_EXCERPT_:

On Fri, Aug 31, 2018 at 11:06:26PM +0300, Waleed Hamra via blfs-support wrote:
> Greetings guys;
>
> What are some common post install commands I should know about?
> For instance, I know that if a package installs a .desktop file, I should
> run "update-desktop-database" to update the cache. For some programs there's
> gtk-update-icon-cache, though I don't really know when I need to run that, I
> just run after every gtk package.
>
> I had some problems with akonadi earlier, and after some debugging, I
> noticed it outputting something about some mail mime types being invalid, so
> I ran update-mime-database, and that solved it.
>
> Anything else I should be aware about? I ask since everything is installed
> using a DESTDIR method, so if make install is expected to fix some of this
> stuff, it's not.
>
> Thanks a lot for any pointers.
>
> Waleed Hamra
The two examples you give do not need to be done frequently and are
nothing to do with using DESTDIR-style installs. In my
own scripts I build in an order which gives me a series of
more-usable desktops, in which I then run the next script.
For me, I only run gtk-update-icon-cache after a script which
includes gimp and some pdf viewers, and also if I build (sysv)
gnome, or gnumeric - and I run it at the end of those build, not
per-package.
For update-desktop-database my use is similar.

_COLLECTED MATERIAL_:
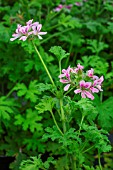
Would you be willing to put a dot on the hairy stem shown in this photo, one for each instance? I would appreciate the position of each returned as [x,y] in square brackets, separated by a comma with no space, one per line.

_WRITTEN REQUEST A_: In the mailing-list exchange about post-install commands, which command did Waleed run that solved the akonadi problem?
_WRITTEN REQUEST B_: In the mailing-list exchange about post-install commands, what reason does Waleed give for asking which other commands he should be aware of? Answer in one to three sentences.
_WRITTEN REQUEST C_: Carry the mailing-list reply about post-install commands forward from its last sentence.

_TASK RESPONSE A_: He ran update-mime-database.

_TASK RESPONSE B_: Waleed installs everything with a DESTDIR method. If make install is expected to take care of some of these steps, that is not happening in his setup.

_TASK RESPONSE C_:
Both might be needed if adding packages for other desktop
environments, but again I think that runing before trying to use
them (or trying without, and then closing the app if it fails and
then running them) is the way to go.
More generally, for libraries ldconfig needs to be run. Most
packages run it, but a few do not. But for DESTDIR installs you
always need to run it after the real install.
For mime types, I occasionally get files opening by default in a
wrong application - particularly on downloads, but soemtimes texlive
has picked up an odd application for opening a PDF, e.g. when
running texdoc (I don't use file managers). In such case:
xdg-mime query filetype /path/to /filename.typ
and, depending on the results
xdg-mime query default [specify the filetype, e.g. application/pdf]
and
xdg-mime default [applicationname filetype]
Thanks for the question - I've now remembered what files were giving
me problems, some example sony ARW raw files defaulted to opening in
the gimp (if I didn't spot this and change to download) when I
clicked on the html download option. Unfortunately, the filetype is
shown as 'image/tiff' which normally I _do_ want to open in the
gimp.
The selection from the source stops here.